### Aim of the exercise
From the material below, pick out and copy each line that contains the word "white". Case counts.

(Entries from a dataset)
---

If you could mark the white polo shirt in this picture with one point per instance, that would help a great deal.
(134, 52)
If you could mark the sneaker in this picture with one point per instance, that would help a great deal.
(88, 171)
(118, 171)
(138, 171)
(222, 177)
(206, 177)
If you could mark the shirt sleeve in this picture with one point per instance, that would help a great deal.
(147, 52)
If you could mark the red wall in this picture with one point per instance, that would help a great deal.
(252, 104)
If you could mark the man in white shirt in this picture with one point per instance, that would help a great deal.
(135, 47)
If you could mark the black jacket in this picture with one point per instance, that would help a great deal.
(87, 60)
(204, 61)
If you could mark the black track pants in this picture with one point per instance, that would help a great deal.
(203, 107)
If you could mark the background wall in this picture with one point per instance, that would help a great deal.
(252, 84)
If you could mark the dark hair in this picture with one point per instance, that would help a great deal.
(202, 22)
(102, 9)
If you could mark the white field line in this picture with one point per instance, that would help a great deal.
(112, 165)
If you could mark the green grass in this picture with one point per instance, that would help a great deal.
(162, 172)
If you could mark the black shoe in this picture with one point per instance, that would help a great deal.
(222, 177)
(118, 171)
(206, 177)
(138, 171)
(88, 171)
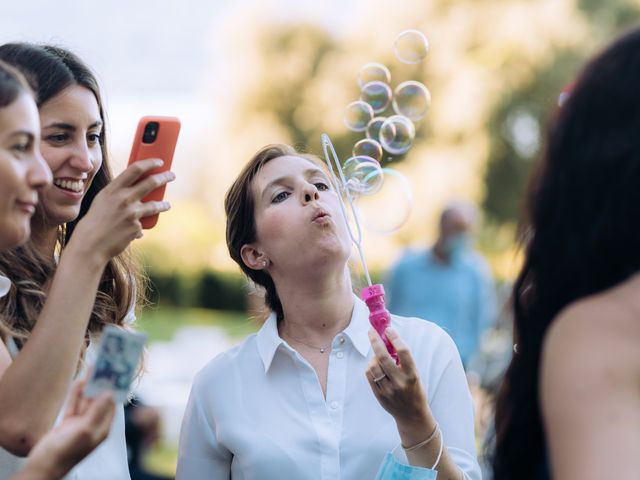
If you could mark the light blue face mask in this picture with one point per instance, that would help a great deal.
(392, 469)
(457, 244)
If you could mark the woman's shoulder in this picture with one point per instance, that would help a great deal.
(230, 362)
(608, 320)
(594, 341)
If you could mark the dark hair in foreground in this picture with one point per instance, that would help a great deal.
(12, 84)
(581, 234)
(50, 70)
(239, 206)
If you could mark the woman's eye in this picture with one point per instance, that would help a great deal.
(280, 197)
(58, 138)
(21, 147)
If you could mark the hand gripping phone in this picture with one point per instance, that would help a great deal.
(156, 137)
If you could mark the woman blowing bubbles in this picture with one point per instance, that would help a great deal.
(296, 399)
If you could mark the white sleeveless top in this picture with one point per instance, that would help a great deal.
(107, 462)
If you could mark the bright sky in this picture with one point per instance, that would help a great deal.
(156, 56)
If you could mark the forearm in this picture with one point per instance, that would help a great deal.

---

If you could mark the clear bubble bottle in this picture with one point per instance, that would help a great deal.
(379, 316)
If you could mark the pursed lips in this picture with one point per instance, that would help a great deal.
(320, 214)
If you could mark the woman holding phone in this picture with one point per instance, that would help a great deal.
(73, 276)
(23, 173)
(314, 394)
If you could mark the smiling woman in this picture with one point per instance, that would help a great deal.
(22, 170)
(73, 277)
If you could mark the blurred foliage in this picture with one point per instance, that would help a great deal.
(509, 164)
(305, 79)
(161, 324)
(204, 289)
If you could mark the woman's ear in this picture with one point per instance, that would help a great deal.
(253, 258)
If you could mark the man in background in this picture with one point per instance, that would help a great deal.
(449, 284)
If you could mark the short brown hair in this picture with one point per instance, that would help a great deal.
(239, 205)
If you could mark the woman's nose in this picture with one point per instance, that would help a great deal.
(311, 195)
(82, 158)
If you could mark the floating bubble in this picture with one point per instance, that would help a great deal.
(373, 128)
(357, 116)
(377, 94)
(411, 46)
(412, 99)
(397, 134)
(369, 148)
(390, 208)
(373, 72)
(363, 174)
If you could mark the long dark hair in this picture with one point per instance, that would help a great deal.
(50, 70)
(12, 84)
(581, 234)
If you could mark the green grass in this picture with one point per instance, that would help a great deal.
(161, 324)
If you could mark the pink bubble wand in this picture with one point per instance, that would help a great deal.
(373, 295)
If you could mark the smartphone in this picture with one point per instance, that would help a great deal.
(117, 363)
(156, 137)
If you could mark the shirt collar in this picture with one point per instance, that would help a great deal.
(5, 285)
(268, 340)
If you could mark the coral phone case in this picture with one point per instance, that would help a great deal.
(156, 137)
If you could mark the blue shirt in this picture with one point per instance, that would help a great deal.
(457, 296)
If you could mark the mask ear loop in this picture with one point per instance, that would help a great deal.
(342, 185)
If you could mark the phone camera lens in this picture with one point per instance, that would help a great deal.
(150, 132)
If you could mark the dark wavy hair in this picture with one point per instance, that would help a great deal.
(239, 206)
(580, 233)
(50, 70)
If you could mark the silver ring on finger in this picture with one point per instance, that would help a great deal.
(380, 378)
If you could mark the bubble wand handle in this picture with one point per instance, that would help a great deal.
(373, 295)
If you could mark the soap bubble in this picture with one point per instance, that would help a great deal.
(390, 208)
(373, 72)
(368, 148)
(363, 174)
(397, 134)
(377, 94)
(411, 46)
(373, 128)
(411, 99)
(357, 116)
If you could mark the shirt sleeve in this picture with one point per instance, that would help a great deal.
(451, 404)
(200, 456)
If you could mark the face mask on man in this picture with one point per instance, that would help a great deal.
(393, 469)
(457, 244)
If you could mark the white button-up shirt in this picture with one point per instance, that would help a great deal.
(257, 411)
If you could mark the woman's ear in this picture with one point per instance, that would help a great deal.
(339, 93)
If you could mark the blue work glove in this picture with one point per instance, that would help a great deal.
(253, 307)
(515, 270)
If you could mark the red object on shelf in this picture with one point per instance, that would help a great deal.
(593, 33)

---

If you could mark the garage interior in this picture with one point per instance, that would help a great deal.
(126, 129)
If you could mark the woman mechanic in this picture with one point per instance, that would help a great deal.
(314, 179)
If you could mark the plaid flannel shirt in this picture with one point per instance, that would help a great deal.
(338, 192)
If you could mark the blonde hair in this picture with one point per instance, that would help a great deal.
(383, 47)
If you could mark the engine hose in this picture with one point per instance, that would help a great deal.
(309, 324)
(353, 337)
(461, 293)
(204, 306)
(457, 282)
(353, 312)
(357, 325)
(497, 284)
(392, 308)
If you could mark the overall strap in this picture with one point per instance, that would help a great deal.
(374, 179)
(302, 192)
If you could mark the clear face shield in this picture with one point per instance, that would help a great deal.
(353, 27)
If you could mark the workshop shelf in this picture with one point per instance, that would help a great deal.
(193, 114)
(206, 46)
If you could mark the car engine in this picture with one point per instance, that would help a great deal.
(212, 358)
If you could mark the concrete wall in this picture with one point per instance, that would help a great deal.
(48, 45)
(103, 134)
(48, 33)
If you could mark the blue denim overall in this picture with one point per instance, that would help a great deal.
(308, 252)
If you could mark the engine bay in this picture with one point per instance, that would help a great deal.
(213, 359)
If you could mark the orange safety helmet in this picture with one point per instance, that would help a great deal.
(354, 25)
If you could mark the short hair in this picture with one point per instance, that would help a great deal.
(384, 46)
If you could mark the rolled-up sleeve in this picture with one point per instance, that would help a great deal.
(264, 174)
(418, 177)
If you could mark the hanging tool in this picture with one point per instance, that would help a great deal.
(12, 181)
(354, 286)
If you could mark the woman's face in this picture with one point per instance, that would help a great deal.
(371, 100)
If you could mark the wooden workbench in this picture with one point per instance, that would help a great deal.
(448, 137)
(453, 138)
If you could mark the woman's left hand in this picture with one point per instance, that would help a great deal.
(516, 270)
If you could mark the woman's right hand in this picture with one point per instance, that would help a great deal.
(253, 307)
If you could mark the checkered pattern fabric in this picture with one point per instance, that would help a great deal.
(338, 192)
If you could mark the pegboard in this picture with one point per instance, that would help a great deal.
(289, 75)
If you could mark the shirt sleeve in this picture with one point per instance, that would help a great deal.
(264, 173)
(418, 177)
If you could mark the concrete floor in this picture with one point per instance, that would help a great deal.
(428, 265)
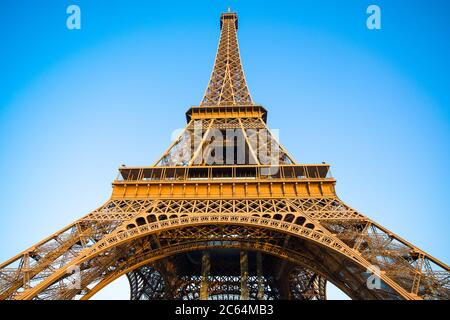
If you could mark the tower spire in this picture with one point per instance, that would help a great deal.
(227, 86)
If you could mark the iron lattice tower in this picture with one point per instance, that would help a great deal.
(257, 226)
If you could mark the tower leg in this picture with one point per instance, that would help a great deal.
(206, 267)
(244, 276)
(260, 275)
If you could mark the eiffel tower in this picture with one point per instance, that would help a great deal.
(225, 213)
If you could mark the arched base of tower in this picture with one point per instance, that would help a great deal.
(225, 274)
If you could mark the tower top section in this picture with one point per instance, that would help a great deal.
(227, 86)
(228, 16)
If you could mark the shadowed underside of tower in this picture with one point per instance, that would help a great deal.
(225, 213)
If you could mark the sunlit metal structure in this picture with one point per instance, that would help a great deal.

---

### Complete answer
If you could mark the white polo shirt in this picture with one point per instance, that would help a great deal.
If you could mark the man in white shirt in this picture with one point per instance, that would help a great deal.
If you could mark the white field line in this picture with one point per instance, that would help a great deal.
If you could mark the white sleeveless top in this picture with one point per instance, that would help a great deal.
If you could mark the white button-up shirt in this picture with one point per instance, that would help a great deal.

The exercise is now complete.